READING PASSAGE

Tuesday, February 3, 2015

The fabulous life of the man who built the world’s biggest gambling town, Stanley Ho

Stanley Ho glass toast

Macau casino mogul Stanley Ho proposes a toast during a ceremony to celebrate the opening of his new commercial complex named “The Shanghai City” in Shanghai’s Hongqiao district.
He’s technically no longer in the business, but casino tycoon Stanley Ho’s influence on world wide gambling is impossible to ignore.

The 92-year-old billionaire is single-handedly responsible for creating Macau’s most profitable industry — it brings in 80 percent of the city’s revenue.

Ho has been referred to as ‘The King of Gambling,’ ‘The King of Macau,’ and Macau’s ‘underground governor.’ In 2011, Forbes ranked Ho the 13th richest man in Hong Kong with an estimated net worth of $3.1 billion. 

Macau’s casinos have suffered a hit in recent months, but the vast presence Ho and his company SJM Holdings is nothing short of impressive. 

So what’s it like to build a billion dollar empire from scratch? 

Stanley Ho was born into China’s well-known and powerful Hotung family in 1921.

However, his father went bankrupt during his childhood and two of his brothers committed suicide.
Source: The Telegraph

Ho received a scholarship to attend University of Hong Kong but didn’t finish his degree.

He dropped out when his family was forced to flee Hong Kong for Macau. This was during the Second World War, when the Japanese invaded.
Source: The Telegraph

He made partner at an import-export firm in Macau by age 22.

His fortune first came from running luxury goods into China during the war, and he later started a kerosene company.

His casino empire started when he, along with some other investors, won a gambling monopoly in 1982.

From there, he ventured into other branches of business in Macau, including department stores, hotels, banks, real estate and a high-speed ferry service. The island wasn’t open to foreign gaming firms until 2001.

Today Ho’s company runs 18 casinos in Macau.

Ho’s firm Sociedade de Turismo e Diversoes de Macao (STDM) owns and operates his casino business Sociedade de Jogos de Macau (SJM Holdings). His 19th casino, the Lisboa Palace, is set to open in 2017.

At one time, Ho controlled over half of Macau’s economy.

TASK LIST
1. For each statement (a), (b), and (c), state whether it agrees with the article on Stanley Ho, answering yes or no and quoting the words from the article that decide it. (a) Ho was born into the Hotung family in 1921. (b) Ho completed his degree at the University of Hong Kong. (c) Ho's company runs 18 casinos in Macau.
2. Continue the article on Stanley Ho, beginning after its final sentence.
The data come from a separate source unrelated to the article on Stanley Ho.

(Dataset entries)
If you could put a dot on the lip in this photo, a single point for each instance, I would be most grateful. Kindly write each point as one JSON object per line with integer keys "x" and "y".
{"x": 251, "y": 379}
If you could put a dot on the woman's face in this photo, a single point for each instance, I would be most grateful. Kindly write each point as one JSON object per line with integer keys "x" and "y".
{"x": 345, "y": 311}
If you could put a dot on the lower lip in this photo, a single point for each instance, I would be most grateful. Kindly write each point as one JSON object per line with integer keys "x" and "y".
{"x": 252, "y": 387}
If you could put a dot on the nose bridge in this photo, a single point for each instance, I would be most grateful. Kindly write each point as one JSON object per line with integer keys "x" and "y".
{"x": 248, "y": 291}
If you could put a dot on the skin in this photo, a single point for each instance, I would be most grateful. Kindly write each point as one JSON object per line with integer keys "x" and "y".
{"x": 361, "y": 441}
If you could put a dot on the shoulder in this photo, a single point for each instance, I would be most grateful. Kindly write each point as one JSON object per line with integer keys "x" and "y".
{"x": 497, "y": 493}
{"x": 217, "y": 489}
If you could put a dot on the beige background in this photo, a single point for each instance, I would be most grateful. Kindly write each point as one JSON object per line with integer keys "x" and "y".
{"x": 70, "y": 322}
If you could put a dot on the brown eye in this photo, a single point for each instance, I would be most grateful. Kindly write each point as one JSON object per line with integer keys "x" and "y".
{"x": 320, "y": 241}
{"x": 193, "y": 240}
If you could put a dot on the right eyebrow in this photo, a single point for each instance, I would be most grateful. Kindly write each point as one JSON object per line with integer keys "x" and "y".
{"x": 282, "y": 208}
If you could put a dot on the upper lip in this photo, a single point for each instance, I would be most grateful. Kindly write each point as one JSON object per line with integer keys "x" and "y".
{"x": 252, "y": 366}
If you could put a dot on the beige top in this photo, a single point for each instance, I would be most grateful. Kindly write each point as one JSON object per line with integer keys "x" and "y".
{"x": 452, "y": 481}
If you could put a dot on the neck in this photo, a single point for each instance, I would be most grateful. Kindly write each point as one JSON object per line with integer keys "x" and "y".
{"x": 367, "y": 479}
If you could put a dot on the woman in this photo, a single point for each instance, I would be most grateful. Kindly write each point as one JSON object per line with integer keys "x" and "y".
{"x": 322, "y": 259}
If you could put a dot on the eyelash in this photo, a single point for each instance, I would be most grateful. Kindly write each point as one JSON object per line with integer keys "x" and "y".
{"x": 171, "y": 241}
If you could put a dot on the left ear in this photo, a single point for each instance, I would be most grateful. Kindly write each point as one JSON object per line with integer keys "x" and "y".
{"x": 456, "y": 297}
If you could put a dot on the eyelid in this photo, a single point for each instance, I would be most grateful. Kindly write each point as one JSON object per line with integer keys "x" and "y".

ANSWERS FOR THIS EXERCISE
1.
(a) Yes: "Stanley Ho was born into China’s well-known and powerful Hotung family in 1921."
(b) No: "Ho received a scholarship to attend University of Hong Kong but didn’t finish his degree."
(c) Yes: "Today Ho’s company runs 18 casinos in Macau."

2.
STDM is the city’s biggest commercial employer. Ho also controls the city’s airport, ferries and helicopter service.
Source: TIME

The billionaire sits on the boards of numerous companies and organizations.

These include Macau International Airport, Seng Heng Bank, Macau Horse Racing Co., Real Estate Developers Association in Hong Kong and University of Hong Kong Foundation for Educational Development and Research.

During his down time he watches his award-winning racehorse, Viva Pataca.

He also once spent $8.84 million on a Qing dynasty bronze sculpture of a horse’s head, which he later donated to the Chinese government.
Source: The Wall Street Journal

He also likes to buy expensive fungi — he’s spent over $500,000 on white truffles at charity auctions.

He won two years in a row, bidding $330,000 in 2007 and $200,000 in 2008.
Source: Reuters Pictures

Ho has 17 children from four different wives.

Although they are recognized as Ho’s wives, it is unclear if the women are actually legally married to him. One of his 17 children died in 2004 and two of his children are also in the casino business.

Three of them have become rich and famous — Ho’s daughter Pansy Ho is the cochair of MGM China.

Pansy Ho is Hong Kong’s richest woman, with a net worth of $5 billion. She owns 50% of MGM Macau.
Source: TIME, Forbes

His son Lawrence Ho is the CEO of another Macau casino company, Melco Crown Entertainment.

Lawrence runs three casinos in Macau with his partner, Australian casino businessman James Packer.
Source: The Wall Street Journal

Another daughter, Josie Ho, is a Hong Kong pop star.

Josie has released several albums and won an acting award at the Hong Kong Film Awards in 2004.
Source: The Wall Street Journal

His nephew Alan Ho was recently arrested in a prostitution ring bust.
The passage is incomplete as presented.